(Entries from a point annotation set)
- - -

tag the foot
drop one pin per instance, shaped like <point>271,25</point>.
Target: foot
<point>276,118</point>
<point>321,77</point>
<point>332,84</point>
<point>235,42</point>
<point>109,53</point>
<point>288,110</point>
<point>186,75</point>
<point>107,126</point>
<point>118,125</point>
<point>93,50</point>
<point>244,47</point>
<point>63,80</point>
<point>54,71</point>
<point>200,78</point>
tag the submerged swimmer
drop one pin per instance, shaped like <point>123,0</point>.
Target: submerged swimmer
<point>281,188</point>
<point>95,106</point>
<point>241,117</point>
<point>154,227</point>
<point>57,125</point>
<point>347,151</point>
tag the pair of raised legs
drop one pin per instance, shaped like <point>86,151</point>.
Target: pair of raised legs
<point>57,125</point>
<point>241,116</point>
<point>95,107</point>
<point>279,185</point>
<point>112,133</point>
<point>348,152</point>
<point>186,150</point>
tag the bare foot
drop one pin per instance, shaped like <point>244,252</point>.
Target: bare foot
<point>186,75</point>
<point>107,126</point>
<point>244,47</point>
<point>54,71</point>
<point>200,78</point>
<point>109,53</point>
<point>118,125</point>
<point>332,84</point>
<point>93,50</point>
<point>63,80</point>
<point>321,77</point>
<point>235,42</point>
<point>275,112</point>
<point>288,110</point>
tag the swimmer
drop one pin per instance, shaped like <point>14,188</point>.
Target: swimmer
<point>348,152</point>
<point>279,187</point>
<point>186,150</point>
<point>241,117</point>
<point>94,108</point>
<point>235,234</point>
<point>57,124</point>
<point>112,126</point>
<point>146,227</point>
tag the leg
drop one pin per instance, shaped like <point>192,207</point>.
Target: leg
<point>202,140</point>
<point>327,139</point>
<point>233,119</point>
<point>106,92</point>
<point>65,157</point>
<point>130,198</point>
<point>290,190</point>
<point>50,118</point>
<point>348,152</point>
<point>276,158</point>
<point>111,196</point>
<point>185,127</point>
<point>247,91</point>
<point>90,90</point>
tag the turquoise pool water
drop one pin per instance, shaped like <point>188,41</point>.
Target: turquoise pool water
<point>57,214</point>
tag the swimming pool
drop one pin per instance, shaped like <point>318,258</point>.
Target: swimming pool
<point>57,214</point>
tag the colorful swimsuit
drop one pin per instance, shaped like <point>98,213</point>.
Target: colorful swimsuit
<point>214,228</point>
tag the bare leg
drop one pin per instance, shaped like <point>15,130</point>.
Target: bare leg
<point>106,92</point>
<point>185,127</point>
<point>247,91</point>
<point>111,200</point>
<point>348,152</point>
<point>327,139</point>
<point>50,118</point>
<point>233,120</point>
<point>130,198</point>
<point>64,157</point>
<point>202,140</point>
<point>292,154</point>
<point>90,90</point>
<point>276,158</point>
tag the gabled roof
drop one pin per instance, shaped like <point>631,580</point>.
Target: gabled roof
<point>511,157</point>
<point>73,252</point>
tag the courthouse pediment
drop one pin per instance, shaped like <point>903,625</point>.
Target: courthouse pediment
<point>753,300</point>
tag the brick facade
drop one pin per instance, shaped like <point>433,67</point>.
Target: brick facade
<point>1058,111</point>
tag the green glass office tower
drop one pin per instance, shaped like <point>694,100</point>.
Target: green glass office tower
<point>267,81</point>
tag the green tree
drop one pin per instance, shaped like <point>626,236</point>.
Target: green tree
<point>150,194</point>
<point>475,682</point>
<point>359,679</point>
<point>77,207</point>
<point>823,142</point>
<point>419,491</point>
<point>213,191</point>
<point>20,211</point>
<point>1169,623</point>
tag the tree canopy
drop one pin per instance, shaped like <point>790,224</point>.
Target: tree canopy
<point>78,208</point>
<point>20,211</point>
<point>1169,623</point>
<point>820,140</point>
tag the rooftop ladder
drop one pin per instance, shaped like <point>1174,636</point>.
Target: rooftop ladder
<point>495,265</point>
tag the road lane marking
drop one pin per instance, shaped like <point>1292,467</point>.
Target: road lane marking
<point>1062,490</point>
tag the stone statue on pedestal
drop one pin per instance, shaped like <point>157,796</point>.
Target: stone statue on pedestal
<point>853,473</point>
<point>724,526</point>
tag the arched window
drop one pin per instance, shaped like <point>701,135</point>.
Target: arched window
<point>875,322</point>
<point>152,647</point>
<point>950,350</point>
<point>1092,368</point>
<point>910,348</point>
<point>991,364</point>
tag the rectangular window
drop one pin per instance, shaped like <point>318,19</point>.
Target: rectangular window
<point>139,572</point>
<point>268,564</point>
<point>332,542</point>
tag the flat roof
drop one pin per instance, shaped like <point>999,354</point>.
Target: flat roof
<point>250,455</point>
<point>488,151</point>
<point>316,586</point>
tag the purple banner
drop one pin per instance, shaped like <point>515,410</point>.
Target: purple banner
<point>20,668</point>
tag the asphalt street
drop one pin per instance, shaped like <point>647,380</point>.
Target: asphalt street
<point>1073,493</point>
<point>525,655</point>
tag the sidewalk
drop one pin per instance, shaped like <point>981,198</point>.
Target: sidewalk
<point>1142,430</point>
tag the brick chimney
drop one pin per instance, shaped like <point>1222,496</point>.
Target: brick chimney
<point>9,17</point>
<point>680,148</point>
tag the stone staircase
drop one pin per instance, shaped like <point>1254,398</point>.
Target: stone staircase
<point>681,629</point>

- - -

» **Stated task**
Lay out all of the entries above as a two-column CSV with the header input,output and one row per entry. Put the entry's text under input and its answer under output, each as a quoted field with line breaks replaced by spaces.

» **Final result**
input,output
"tag the foot drop one pin per instance, shaped like <point>271,25</point>. Target: foot","<point>276,118</point> <point>321,77</point> <point>332,84</point> <point>235,42</point> <point>109,53</point> <point>288,110</point> <point>186,75</point> <point>107,126</point> <point>118,125</point> <point>93,50</point> <point>244,47</point> <point>63,80</point> <point>54,71</point> <point>200,78</point>"
"tag the submerged swimmer drop one pin per instance, shaped like <point>123,0</point>. Target: submerged swimmer","<point>281,188</point> <point>95,106</point> <point>241,117</point> <point>154,227</point> <point>57,125</point> <point>347,151</point>"
"tag the pair of raised legs drop one pin per instance, shaped like <point>86,151</point>. Target: pair of raised legs","<point>57,125</point> <point>241,116</point> <point>95,107</point> <point>279,185</point> <point>112,133</point> <point>348,152</point> <point>186,150</point>"
"tag the bare foot drop one pin per instance, shaped like <point>244,252</point>. Target: bare foot","<point>186,75</point> <point>107,126</point> <point>244,47</point> <point>54,71</point> <point>200,78</point> <point>109,53</point> <point>118,125</point> <point>332,84</point> <point>93,50</point> <point>63,80</point> <point>321,77</point> <point>235,42</point> <point>275,112</point> <point>288,110</point>"
"tag the swimmer drop one pin per instance, shaped like <point>14,188</point>. Target: swimmer","<point>348,152</point> <point>279,187</point> <point>186,150</point> <point>241,117</point> <point>94,108</point> <point>235,234</point> <point>57,124</point> <point>112,126</point> <point>146,227</point>"
"tag the leg drop one pin per instance, shaped like <point>192,207</point>. Target: leg","<point>202,140</point> <point>327,139</point> <point>233,119</point> <point>106,92</point> <point>65,157</point> <point>130,198</point> <point>290,190</point> <point>50,118</point> <point>348,152</point> <point>276,158</point> <point>111,196</point> <point>185,127</point> <point>247,91</point> <point>90,90</point>"
"tag the turquoise pool water drop one pin per instance, shaped like <point>188,41</point>. Target: turquoise pool water","<point>57,214</point>"
"tag the swimming pool drop one pin per instance, shaped like <point>318,258</point>. Target: swimming pool","<point>57,214</point>"
"tag the colorful swimsuit drop one pin per instance, shaped like <point>98,213</point>. Target: colorful swimsuit","<point>214,228</point>"
"tag the bare leg drop one pin per instance, shaped like <point>15,130</point>. Target: bare leg","<point>106,92</point> <point>185,127</point> <point>247,91</point> <point>111,200</point> <point>348,152</point> <point>327,139</point> <point>50,118</point> <point>233,120</point> <point>130,198</point> <point>64,157</point> <point>202,140</point> <point>292,154</point> <point>90,90</point> <point>276,158</point>"
"tag the gabled roof drop one pin per instance, shaped like <point>631,580</point>. Target: gabled roof","<point>511,157</point> <point>73,252</point>"
"tag the courthouse pediment drop one pin per instance, shaped like <point>903,625</point>. Target: courthouse pediment","<point>753,300</point>"
"tag the brick facade drop one pin per instance, shaped like <point>433,67</point>. Target: brick facade","<point>1058,111</point>"
"tag the green glass office tower drop one pin per instance, shaped like <point>694,100</point>. Target: green glass office tower","<point>267,81</point>"
"tag the green tree drop one pin per instance, shaped like <point>626,236</point>. Target: green tree","<point>150,194</point> <point>475,682</point> <point>359,679</point> <point>77,207</point> <point>823,142</point> <point>419,491</point> <point>213,191</point> <point>20,211</point> <point>1169,623</point>"
"tag the tree canopy drop one pin per instance, shaped like <point>790,224</point>. Target: tree canopy","<point>78,208</point> <point>20,211</point> <point>1169,623</point> <point>820,140</point>"
"tag the rooftop ladder drop one pin per instance, shaped like <point>1174,636</point>. Target: rooftop ladder","<point>495,265</point>"
"tag the road lane marking drop one pin per instance, shaped like <point>1292,467</point>. Target: road lane marking","<point>1062,490</point>"
"tag the stone statue on pedestal drop one pin per instance, shaped like <point>157,796</point>. Target: stone statue on pedestal","<point>853,473</point> <point>724,526</point>"
"tag the arched window drop one pin per instance, shaped like <point>701,135</point>. Target: arched window","<point>875,322</point> <point>152,647</point> <point>950,350</point> <point>1092,368</point> <point>910,348</point> <point>991,364</point>"
"tag the rectangular window drop one pin per instance, shaped like <point>318,19</point>. Target: rectangular window","<point>139,572</point> <point>268,564</point> <point>332,542</point>"
"tag the flat roof drop one pin per instance, shaped like <point>999,354</point>. Target: flat roof","<point>250,455</point> <point>488,151</point> <point>316,586</point>"
"tag the purple banner drop one pin per instance, shaped like <point>515,410</point>. Target: purple banner","<point>20,668</point>"
"tag the asphalt street drop one pin per instance, shaped like <point>647,380</point>. Target: asphalt street","<point>1073,493</point> <point>525,655</point>"
"tag the sidewalk drop one pin per instance, shaped like <point>981,198</point>. Target: sidewalk","<point>1142,430</point>"
"tag the brick chimney drop one pin per instance, shaped like <point>1222,496</point>. Target: brick chimney","<point>9,17</point> <point>680,148</point>"
"tag the stone staircase drop one pin per instance, shaped like <point>1254,398</point>. Target: stone staircase","<point>681,629</point>"